Exercise objective: Please update the part of the differential expression guide starting at "LR vs binomial: Both" and ending at "of condition (GLM-style).", replacing "likelihood ratio tests" with "likelihood-ratio tests".

Reading passage:
--
Scenario	Recommended method	Why
Quick marker screening	`rank_de`	Tests all groups in one pass, scales to hundreds of clusters
Pseudobulk DE (counts)	`nb_fit` + `nb_test`	Proper count model with dispersion shrinkage
Lognorm continuous data	`de(method="anova")`	Fast closed-form F-test
Covariate control	`de(method="lr")`	Logistic regression with flexible design matrix
Binary expression (0/1)	`de(method="binomial")`	Binomial GLM on binarized expression
Many pairwise comparisons	`rank_de` or `de(method="anova")`	Low per-test overhead

LR vs binomial: Both use likelihood ratio tests but model different things. LR predicts the condition label from gene expression (classification-style); binomial models binary expression as a function of condition (GLM-style).
--
Excerpted data:
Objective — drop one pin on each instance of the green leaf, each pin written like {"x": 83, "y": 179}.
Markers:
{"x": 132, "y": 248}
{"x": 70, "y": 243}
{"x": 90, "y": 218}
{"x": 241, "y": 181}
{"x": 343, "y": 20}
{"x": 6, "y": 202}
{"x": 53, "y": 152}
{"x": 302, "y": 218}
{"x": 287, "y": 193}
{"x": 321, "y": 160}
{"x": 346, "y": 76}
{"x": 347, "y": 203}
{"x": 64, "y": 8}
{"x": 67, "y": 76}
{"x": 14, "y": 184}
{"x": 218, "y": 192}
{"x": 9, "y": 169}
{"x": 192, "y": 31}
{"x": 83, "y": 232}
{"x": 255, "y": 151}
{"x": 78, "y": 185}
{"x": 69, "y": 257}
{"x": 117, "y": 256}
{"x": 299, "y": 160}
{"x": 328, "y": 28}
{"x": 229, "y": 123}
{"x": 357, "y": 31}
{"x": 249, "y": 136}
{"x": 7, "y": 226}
--
Reply:
LR vs binomial: Both use likelihood-ratio tests but model different things. LR predicts the condition label from gene expression (classification-style); binomial models binary expression as a function of condition (GLM-style).